Robins solar diverter and Sofar ME3000SP

Some years ago now, I built 2 of Robins Arduino based solar diverters. They have worked, and are still working, very well. Thanks Robin! However, I have recently installed a Sofar ME3000SP ac coupled inverter - charger and 4 (48 volts) lead acid batteries. I was hoping that the diverter would see any excess power the unit exported and send it to the emersion heater, but this has proved not to be the case. The Sofar inverter seems to see the the diverter as part of the house load, and instead of just using the excess power, sends a lot of power straight to the diverter and rapidly depletes the batteries. If the Sofar is turned off the diverter works flawlessly. I am trying to work out what is happening and would welcome any ideas or suggestions anyone on the forum may have.

I am also trying to use the Solarman monitoring software suggested for use with the Sofar,but find it unreliable and it only seems to update the data at random intervals sometimes with many hours between updates. Any suggestions please?

I have a similar problem with a different diverter and battery, it’s a bit tricky and I have not yet come up with a suitable way of working that doesn’t involve me switching the diverter on when the battery is full and there’s enough sun to max out the diverter without invoking the battery (like right now!).
---
**WRITTEN PROBLEM:**
Answer these questions from the post about the solar diverter and the Sofar inverter:
1. How many lead acid batteries were installed along with the Sofar ME3000SP?
2. What happens to the diverter when the Sofar is turned off?
3. Which monitoring software is named as suggested for use with the Sofar?

**SUPPLIED INFORMATION:**
---
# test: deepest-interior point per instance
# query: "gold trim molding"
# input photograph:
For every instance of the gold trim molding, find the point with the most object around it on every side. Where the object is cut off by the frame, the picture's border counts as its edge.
---
**OUTPUT FOR THIS EXERCISE:**
1. Four (48 volts).
2. It works flawlessly.
3. Solarman.